## WRITTEN EXERCISE:
Reproduce the full listing below verbatim, line by line, omitting the embedded image.

## ENTRIES:
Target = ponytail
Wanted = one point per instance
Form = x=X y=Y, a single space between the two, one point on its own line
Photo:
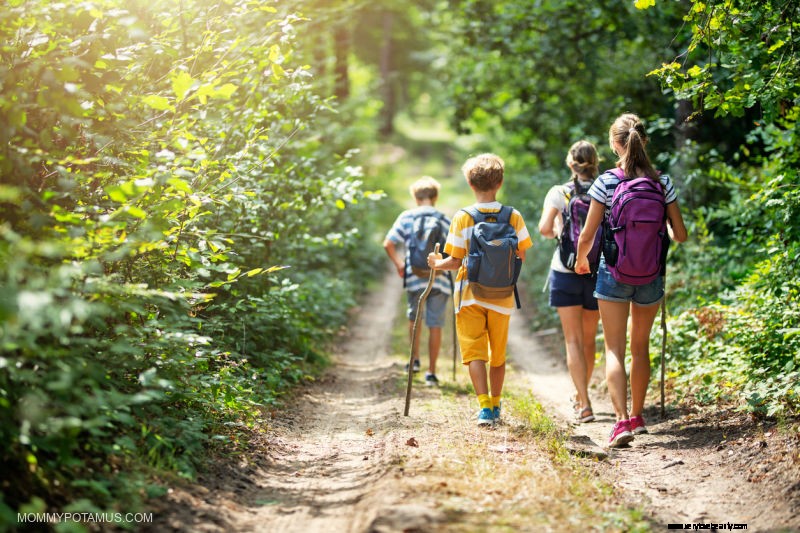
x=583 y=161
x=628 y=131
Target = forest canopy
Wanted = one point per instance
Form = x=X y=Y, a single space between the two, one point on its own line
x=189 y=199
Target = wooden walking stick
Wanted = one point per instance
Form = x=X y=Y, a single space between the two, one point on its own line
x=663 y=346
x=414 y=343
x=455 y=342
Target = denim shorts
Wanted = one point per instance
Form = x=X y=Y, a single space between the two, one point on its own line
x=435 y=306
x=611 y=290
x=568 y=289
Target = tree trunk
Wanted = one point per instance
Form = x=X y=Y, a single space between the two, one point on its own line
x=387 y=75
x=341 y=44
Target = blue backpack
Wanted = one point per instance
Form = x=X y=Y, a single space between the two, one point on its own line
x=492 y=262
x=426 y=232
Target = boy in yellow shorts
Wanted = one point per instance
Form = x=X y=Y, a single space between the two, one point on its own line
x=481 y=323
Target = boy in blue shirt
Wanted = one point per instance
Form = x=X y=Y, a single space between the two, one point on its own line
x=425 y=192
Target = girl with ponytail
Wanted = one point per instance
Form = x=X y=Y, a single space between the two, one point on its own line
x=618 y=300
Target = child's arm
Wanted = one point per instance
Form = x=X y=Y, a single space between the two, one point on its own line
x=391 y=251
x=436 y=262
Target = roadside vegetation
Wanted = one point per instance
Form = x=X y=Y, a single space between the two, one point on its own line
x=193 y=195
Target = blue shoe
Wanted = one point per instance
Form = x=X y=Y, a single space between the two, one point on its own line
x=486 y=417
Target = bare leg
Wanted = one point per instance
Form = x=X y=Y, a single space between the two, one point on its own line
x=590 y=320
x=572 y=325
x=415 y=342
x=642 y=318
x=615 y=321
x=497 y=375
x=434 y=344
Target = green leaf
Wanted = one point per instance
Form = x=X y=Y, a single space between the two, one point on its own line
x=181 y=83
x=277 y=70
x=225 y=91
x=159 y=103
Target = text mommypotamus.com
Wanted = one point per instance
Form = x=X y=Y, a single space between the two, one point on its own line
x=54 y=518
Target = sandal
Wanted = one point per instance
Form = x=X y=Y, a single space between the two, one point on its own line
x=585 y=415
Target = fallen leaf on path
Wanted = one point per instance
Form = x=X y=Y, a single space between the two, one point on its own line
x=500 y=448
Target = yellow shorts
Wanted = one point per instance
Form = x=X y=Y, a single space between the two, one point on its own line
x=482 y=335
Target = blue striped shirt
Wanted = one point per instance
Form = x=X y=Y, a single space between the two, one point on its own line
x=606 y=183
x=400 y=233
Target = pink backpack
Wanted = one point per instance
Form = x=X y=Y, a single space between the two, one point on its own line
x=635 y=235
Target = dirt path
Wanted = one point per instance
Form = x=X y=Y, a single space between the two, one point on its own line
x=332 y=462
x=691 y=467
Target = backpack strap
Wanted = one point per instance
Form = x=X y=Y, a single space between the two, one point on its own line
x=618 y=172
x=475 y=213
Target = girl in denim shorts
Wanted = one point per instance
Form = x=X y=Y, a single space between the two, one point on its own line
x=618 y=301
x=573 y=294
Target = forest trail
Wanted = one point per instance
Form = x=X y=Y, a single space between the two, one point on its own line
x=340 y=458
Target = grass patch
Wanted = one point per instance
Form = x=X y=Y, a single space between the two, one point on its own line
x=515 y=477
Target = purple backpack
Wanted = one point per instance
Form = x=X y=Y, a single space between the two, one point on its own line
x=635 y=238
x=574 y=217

## REPLY TO THE EXERCISE:
Target = ponytail
Wanted = one point per instance
Form = x=X y=Y, a single space between the two, one point on its own line
Photo:
x=583 y=161
x=628 y=131
Target = forest canopy
Wanted = one point per instance
Form = x=X y=Y, a single space between the two, one point on its own line
x=189 y=199
Target = wooden walking stick
Wanted = one point per instance
Form = x=X y=Y, a single space between the two, one point on its own line
x=663 y=346
x=414 y=343
x=455 y=342
Target = denim shorts
Wanted = one point per instance
Form = x=X y=Y, a single space between the two, one point on its own line
x=435 y=306
x=611 y=290
x=568 y=289
Target = tree trunk
Wanted = one point per instance
Form = x=X y=Y, a single space between the two, one point on its own line
x=387 y=75
x=341 y=44
Target = blue backpack
Wanted = one point per instance
Form = x=X y=Y, a single space between the two, one point on its own line
x=492 y=262
x=426 y=232
Target = boy in yellow shorts
Wanted = one point per instance
Form = x=X y=Y, a single space between the two, one point on its own line
x=481 y=323
Target = boy in blue shirt
Wanted = one point per instance
Form = x=X y=Y, a single space between the two, one point on its own line
x=425 y=192
Target = girl with ponytail
Wanted = one point per instance
Form = x=X y=Y, a single space between the two, one point on its own line
x=618 y=300
Target = child's arm
Wanted = one point per instance
Form = x=X y=Y, a single space between the two, one point on its own line
x=391 y=251
x=436 y=262
Target = roadside vegetation
Wanted = one point per instance
Form = x=X y=Y, a single space between the two, one point on its own line
x=193 y=195
Target = blue shoe
Wanted = one point per instance
Form = x=X y=Y, a single space between the two, one point on its own line
x=486 y=417
Target = bare leg
Wanted = one point per instance
Form = x=X y=Y, a single space between the two, one point on its own line
x=590 y=320
x=572 y=325
x=415 y=342
x=642 y=318
x=615 y=321
x=497 y=375
x=434 y=344
Target = green leaf
Wanted = one point per instance
Form = x=X y=Y, a single space between the two, one point on its own line
x=181 y=83
x=277 y=70
x=225 y=91
x=159 y=103
Target = text mommypotamus.com
Wanted = one point per instance
Form = x=X y=Y, a single space between the two, one point on its own line
x=54 y=518
Target = sandal
Wanted = one point per instance
Form = x=X y=Y, a single space between the two, one point on its own line
x=585 y=415
Target = fallen leaf on path
Wanted = one point per instance
Form = x=X y=Y, a single space between the two, one point on its own line
x=500 y=448
Target = yellow shorts
Wanted = one point per instance
Form = x=X y=Y, a single space between the two, one point on its own line
x=482 y=335
Target = blue striped shirt
Wanted = one point per instance
Form = x=X y=Y, a single space between the two, one point on its own line
x=606 y=183
x=400 y=233
Target = pink backpack
Wanted = one point per instance
Form = x=X y=Y, a single space between the two, one point on its own line
x=635 y=235
Target = dirt path
Wanted = one point per instance
Form = x=X y=Y, a single space between the two, one point on its own line
x=332 y=462
x=691 y=467
Target = backpack strap
Wanted = one point per instance
Form = x=X y=Y, a single space between the two, one point on its own line
x=618 y=172
x=475 y=213
Target = girl in denim shorts
Wanted = one point per instance
Form = x=X y=Y, a single space between the two, one point on its own line
x=618 y=301
x=573 y=294
Target = forest trail
Wanted = one point per instance
Form = x=X y=Y, a single space between the two, one point on its own line
x=340 y=458
Target = grass patch
Wanted = one point per instance
Form = x=X y=Y, a single space between the two, one point on its own line
x=515 y=477
Target = purple backpack
Wanted = one point per instance
Form = x=X y=Y, a single space between the two, one point on its own line
x=635 y=238
x=574 y=217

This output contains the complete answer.